━━━ Provided information ━━━

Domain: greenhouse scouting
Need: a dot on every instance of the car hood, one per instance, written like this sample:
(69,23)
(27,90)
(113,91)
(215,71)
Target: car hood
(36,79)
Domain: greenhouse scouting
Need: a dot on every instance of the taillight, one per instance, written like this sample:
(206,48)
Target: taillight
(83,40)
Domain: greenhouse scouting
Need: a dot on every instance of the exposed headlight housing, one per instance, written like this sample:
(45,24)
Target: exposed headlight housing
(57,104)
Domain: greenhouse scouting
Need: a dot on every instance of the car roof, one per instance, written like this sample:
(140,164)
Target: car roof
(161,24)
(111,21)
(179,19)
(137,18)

━━━

- The task -
Nothing but the lines from the one with "Need: a dot on every instance of the car roof, one" to the last line of the data should appear in the answer, each exactly as it stands.

- Exercise solution -
Need: a dot on every instance of the car roof, one per instance, written like this sample:
(140,164)
Target: car roof
(161,24)
(111,21)
(179,19)
(137,18)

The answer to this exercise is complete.